A fazer.
A. Copie do trecho da fonte, sem qualquer alteração, a parte que começa nas palavras "Conciliando as respostas" e termina logo após "músicas ou pregações?".
B. De acordo com o trecho da fonte, qual igreja é liderada por Claudecir Gomes de Souza Júnior?

Trecho da fonte.
━━━━━━

Na reportagem intitulada “Quanto vale sua fé?”, publicada
pelo Diário de Caratinga no último domingo, 20 de setembro, foi publicada uma
entrevista com o padre Dione Leandro, atualmente vigário paroquial em Mutum.
Conciliando as respostas do padre e de um pastor
protestante Claudecir Gomes de Souza Júnior, líder da Igreja Batista
Filadélfia, em Caratinga, a reportagem relatou a história do movimento
neopentecostal que invadiu as Américas a partir da década de 1980.
Veja a seguir na íntegra a entrevista concedida por padre
Dione.
O senhor acha certo criar um patrimônio usando o
evangelho através de músicas ou pregações?

━━━━━━

Dados.
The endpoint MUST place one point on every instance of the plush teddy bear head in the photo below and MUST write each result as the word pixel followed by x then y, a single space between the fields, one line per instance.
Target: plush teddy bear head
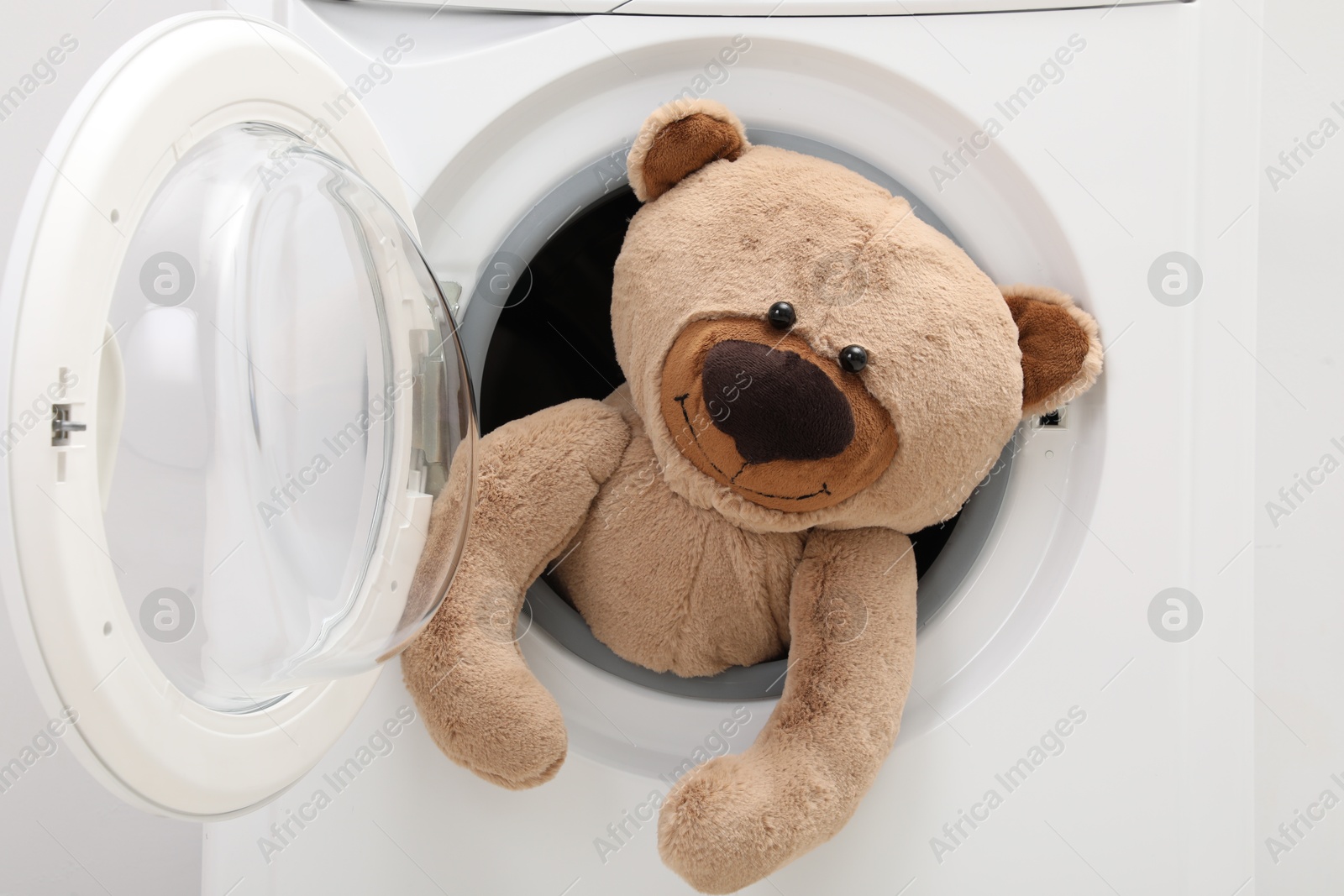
pixel 804 351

━━━━━━

Respostas certas.
A.
Conciliando as respostas do padre e de um pastor
protestante Claudecir Gomes de Souza Júnior, líder da Igreja Batista
Filadélfia, em Caratinga, a reportagem relatou a história do movimento
neopentecostal que invadiu as Américas a partir da década de 1980.
Veja a seguir na íntegra a entrevista concedida por padre
Dione.
O senhor acha certo criar um patrimônio usando o
evangelho através de músicas ou pregações?

B. A Igreja Batista Filadélfia, em Caratinga.